Point annotation dataset records
┌──

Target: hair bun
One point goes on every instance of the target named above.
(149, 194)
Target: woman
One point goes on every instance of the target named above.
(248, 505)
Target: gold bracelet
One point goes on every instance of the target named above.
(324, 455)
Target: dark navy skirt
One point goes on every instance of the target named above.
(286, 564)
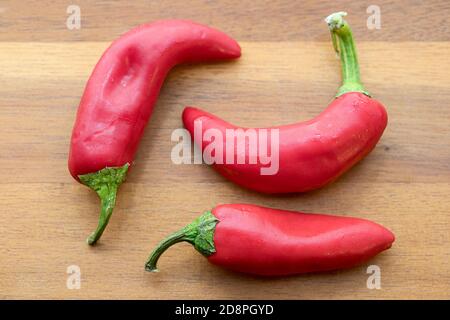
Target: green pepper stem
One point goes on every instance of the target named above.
(199, 233)
(106, 183)
(343, 43)
(176, 237)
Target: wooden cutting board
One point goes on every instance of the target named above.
(288, 72)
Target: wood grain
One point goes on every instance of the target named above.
(282, 77)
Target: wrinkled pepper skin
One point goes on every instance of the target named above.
(270, 242)
(120, 95)
(311, 153)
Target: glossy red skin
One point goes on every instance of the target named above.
(311, 153)
(119, 97)
(269, 242)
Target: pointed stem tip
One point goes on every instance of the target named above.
(106, 183)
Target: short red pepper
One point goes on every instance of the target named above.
(119, 97)
(269, 242)
(312, 153)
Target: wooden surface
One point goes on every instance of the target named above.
(288, 72)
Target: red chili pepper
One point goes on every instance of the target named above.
(269, 242)
(119, 98)
(312, 153)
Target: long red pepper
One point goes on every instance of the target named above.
(269, 242)
(311, 153)
(119, 97)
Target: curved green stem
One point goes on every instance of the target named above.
(343, 43)
(199, 233)
(106, 183)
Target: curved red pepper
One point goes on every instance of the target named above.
(119, 98)
(269, 242)
(315, 152)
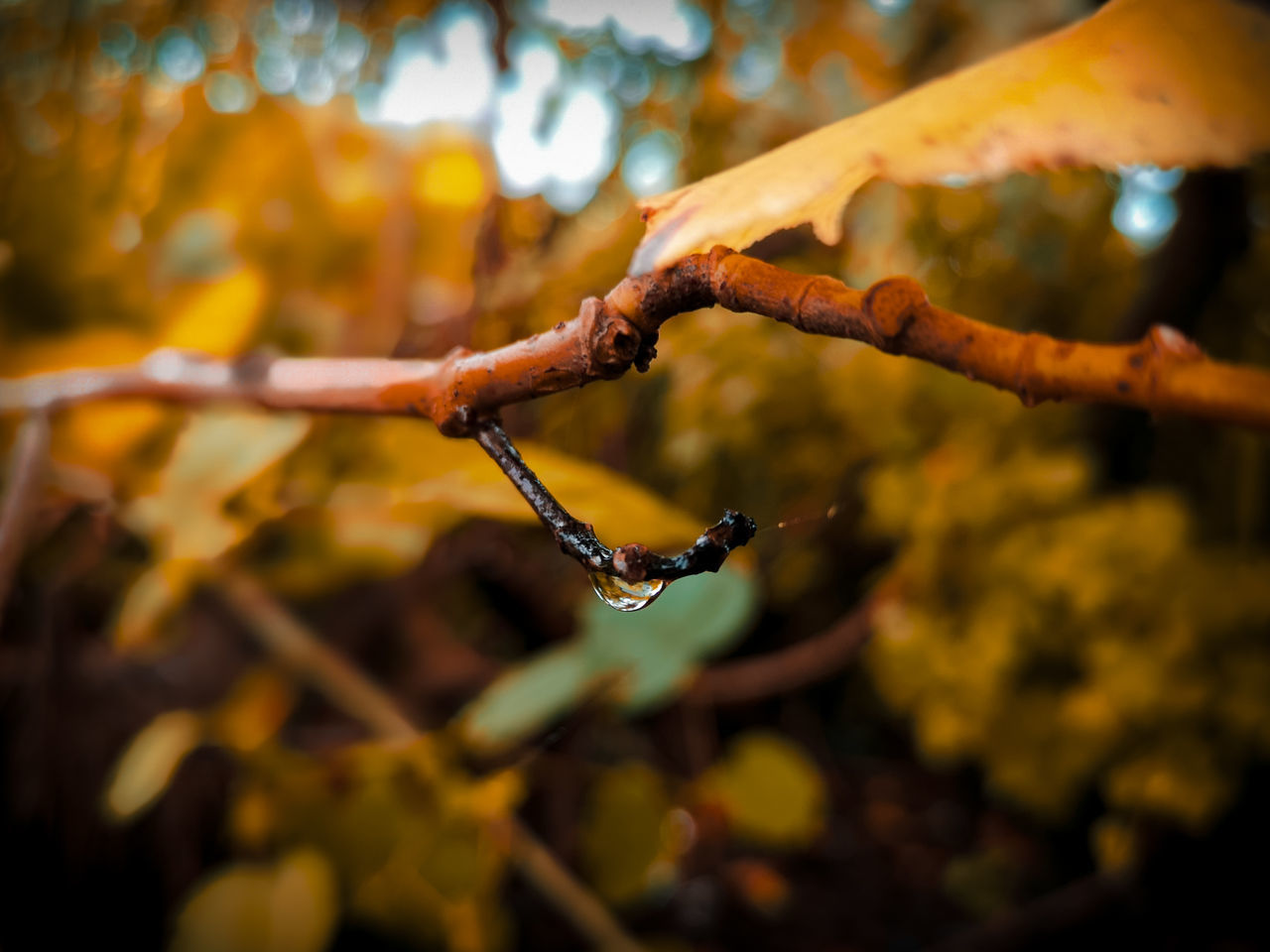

└──

▶ **GIVEN INSTRUCTION**
Reproduce every one of the lines above word for word, omitting the pictures.

▶ **SOLUTION TO THE EXERCISE**
Target: hair bun
One point goes on every instance of the target named above.
(149, 194)
Target: woman
One point goes on every instance of the target named above.
(248, 505)
Target: gold bracelet
One point goes on every instance of the target named above.
(324, 455)
Target: dark navy skirt
One point goes on every instance of the target named above.
(286, 564)
Target: green pepper stem
One point goes on every instance of the target named above.
(199, 233)
(106, 183)
(343, 43)
(176, 237)
Target: wooden cutting board
One point goes on every instance of the target named above.
(288, 72)
Target: wood grain
One point goes on every instance of the target named above.
(282, 77)
Target: wrinkled pepper skin
One point goes on every instance of the target named above.
(270, 242)
(120, 95)
(311, 153)
Target: glossy red skin
One point goes on every instance of the target named above.
(311, 153)
(119, 97)
(269, 242)
Target: pointed stem tip
One point goes on every instance of the target named above.
(106, 183)
Target: short red pepper
One point goes on every instance of the target named above.
(119, 97)
(269, 242)
(312, 153)
Target: wooden surface
One point goes on every instance of the target named above.
(288, 72)
Target: red chili pepper
One point goes on every instance of the target named above.
(269, 242)
(119, 98)
(312, 153)
Target: long red pepper
One point goes on every instance of the target named above.
(269, 242)
(311, 153)
(119, 97)
Target: curved green stem
One point goes on every instance of the target named above.
(343, 43)
(199, 233)
(106, 183)
Target: curved red pepper
One point goes on every instance of the target named above.
(119, 98)
(269, 242)
(315, 152)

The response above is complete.